What needs to be done:
Word for word, reproduce the data that follows.

Working data:
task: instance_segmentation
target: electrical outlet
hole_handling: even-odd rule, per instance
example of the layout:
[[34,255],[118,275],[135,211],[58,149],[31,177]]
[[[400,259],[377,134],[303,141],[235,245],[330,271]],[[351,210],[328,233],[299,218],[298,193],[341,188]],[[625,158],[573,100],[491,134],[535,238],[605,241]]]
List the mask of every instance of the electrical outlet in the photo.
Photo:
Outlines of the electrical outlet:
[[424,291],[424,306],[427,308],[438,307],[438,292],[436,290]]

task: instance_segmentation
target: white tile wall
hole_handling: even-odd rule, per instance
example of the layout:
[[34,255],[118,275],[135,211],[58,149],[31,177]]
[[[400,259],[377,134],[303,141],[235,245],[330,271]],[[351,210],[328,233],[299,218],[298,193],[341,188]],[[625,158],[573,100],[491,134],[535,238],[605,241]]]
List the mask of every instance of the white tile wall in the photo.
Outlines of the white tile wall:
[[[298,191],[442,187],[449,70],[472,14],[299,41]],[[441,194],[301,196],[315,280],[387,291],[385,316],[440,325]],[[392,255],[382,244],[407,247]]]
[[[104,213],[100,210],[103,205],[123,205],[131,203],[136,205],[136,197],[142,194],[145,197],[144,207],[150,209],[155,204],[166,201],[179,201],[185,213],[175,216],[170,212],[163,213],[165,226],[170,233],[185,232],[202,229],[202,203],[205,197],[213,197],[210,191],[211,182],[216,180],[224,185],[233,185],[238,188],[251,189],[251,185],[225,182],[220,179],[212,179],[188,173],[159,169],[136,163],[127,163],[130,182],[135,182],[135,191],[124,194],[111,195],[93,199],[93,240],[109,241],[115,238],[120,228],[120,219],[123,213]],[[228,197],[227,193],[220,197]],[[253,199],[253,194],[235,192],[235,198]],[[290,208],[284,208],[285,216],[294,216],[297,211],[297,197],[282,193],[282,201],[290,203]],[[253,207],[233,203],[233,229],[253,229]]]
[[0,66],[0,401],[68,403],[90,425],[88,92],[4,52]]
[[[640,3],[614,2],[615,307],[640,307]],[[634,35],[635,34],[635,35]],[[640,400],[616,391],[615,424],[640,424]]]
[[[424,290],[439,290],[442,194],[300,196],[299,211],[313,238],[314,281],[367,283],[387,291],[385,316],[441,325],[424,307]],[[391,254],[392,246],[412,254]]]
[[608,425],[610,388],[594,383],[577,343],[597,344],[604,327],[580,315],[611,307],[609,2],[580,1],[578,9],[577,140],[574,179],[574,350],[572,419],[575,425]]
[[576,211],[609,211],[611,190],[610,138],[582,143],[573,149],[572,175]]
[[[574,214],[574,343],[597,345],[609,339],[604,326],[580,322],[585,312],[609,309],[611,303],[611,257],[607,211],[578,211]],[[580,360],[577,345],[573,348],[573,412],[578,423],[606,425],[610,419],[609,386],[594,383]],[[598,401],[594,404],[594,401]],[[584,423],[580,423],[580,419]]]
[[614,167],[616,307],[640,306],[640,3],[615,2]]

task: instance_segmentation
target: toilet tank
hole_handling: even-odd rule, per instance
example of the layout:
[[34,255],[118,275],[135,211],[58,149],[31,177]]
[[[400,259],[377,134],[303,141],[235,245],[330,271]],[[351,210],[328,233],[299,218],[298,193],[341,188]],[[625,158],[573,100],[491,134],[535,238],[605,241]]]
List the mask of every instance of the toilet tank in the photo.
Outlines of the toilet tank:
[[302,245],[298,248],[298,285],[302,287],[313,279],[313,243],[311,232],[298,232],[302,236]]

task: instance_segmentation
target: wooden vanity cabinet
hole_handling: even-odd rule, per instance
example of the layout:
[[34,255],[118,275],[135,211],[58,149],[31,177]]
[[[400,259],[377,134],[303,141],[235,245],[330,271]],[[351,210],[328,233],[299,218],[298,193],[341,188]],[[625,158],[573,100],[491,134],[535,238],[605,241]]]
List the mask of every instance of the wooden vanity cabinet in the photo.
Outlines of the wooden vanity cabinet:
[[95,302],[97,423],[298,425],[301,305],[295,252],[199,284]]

Reply:
task: instance_segmentation
target: electrical outlet
hole_handling: even-odd rule, per instance
example of the layout:
[[34,255],[118,275],[135,211],[58,149],[31,177]]
[[[400,259],[377,134],[303,141],[235,245],[330,271]],[[351,210],[328,233],[299,218],[298,193],[341,188]],[[625,158],[573,100],[491,134],[535,238],[605,241]]]
List the mask of every instance of the electrical outlet in the photo.
Photo:
Outlines of the electrical outlet:
[[424,291],[424,306],[427,308],[438,307],[438,292],[436,290]]

task: instance_segmentation
target: white tile wall
hole_handling: even-odd rule, per instance
example of the layout:
[[34,255],[118,275],[135,211],[58,149],[31,177]]
[[[400,259],[377,134],[303,141],[235,245],[330,271]],[[351,210],[328,233],[299,218],[298,193],[341,188]],[[625,158],[573,100],[491,134],[535,238],[605,241]]]
List the mask of every instance of the white tile wall in the photo.
Outlines of the white tile wall:
[[[298,191],[442,187],[449,70],[472,14],[299,41]],[[441,194],[301,196],[315,280],[387,291],[385,316],[440,325]],[[392,255],[382,244],[407,247]]]
[[[104,213],[100,210],[103,205],[123,205],[131,203],[136,205],[136,197],[142,194],[145,197],[144,207],[150,209],[155,204],[166,201],[179,201],[185,213],[175,216],[170,212],[163,213],[165,226],[170,233],[185,232],[202,229],[202,203],[205,197],[213,197],[210,191],[211,182],[216,180],[224,185],[233,185],[238,188],[251,189],[251,185],[225,182],[220,179],[212,179],[188,173],[159,169],[136,163],[127,163],[130,182],[135,182],[135,191],[124,194],[111,195],[93,199],[93,240],[109,241],[115,238],[120,228],[120,219],[123,213]],[[228,197],[227,193],[220,197]],[[253,199],[253,194],[235,192],[235,198]],[[290,208],[284,208],[285,216],[294,216],[297,211],[297,197],[282,193],[282,201],[290,203]],[[253,207],[233,203],[233,229],[253,229]]]
[[0,66],[0,401],[68,403],[90,425],[88,92],[4,52]]
[[[640,3],[614,2],[615,307],[640,307]],[[634,35],[635,34],[635,35]],[[640,400],[616,391],[615,424],[640,424]]]
[[[424,290],[439,290],[442,194],[300,196],[299,211],[313,238],[314,281],[367,283],[387,291],[385,316],[441,325],[424,307]],[[391,254],[392,246],[412,254]]]
[[608,425],[610,388],[594,383],[577,343],[597,344],[604,327],[580,315],[611,307],[609,2],[580,1],[578,9],[577,140],[574,179],[574,350],[572,419],[575,425]]
[[576,211],[609,211],[611,190],[610,138],[582,143],[573,149],[572,175]]
[[[574,214],[574,343],[597,345],[609,339],[604,326],[580,322],[585,312],[609,309],[611,303],[611,257],[607,211],[578,211]],[[580,360],[577,345],[573,348],[573,412],[578,423],[606,425],[610,419],[609,386],[594,383]],[[598,401],[594,404],[594,401]],[[584,423],[580,423],[580,419]]]
[[614,167],[616,307],[640,306],[640,3],[615,2]]

task: instance_segmentation
target: toilet tank
hole_handling: even-odd rule, per instance
example of the layout:
[[34,255],[118,275],[135,211],[58,149],[31,177]]
[[[400,259],[377,134],[303,141],[235,245],[330,271]],[[351,210],[328,233],[299,218],[298,193],[341,188]],[[625,158],[573,100],[491,134],[535,238],[605,241]]]
List the mask of every instance of the toilet tank in the photo.
Outlines of the toilet tank:
[[302,245],[298,248],[298,285],[302,287],[313,279],[313,243],[311,232],[298,232],[302,236]]

task: instance_segmentation
target: wooden vanity cabinet
hole_handling: even-odd rule, per instance
example of the layout:
[[34,255],[118,275],[135,211],[58,149],[31,177]]
[[[400,259],[377,134],[303,141],[235,245],[330,271]],[[351,210],[328,233],[299,218],[298,193],[341,188]],[[625,158],[573,100],[491,134],[535,238],[605,241]]]
List the mask of every instance of the wooden vanity cabinet in the photo.
Outlines of the wooden vanity cabinet:
[[95,302],[97,423],[298,425],[301,305],[295,252],[199,284]]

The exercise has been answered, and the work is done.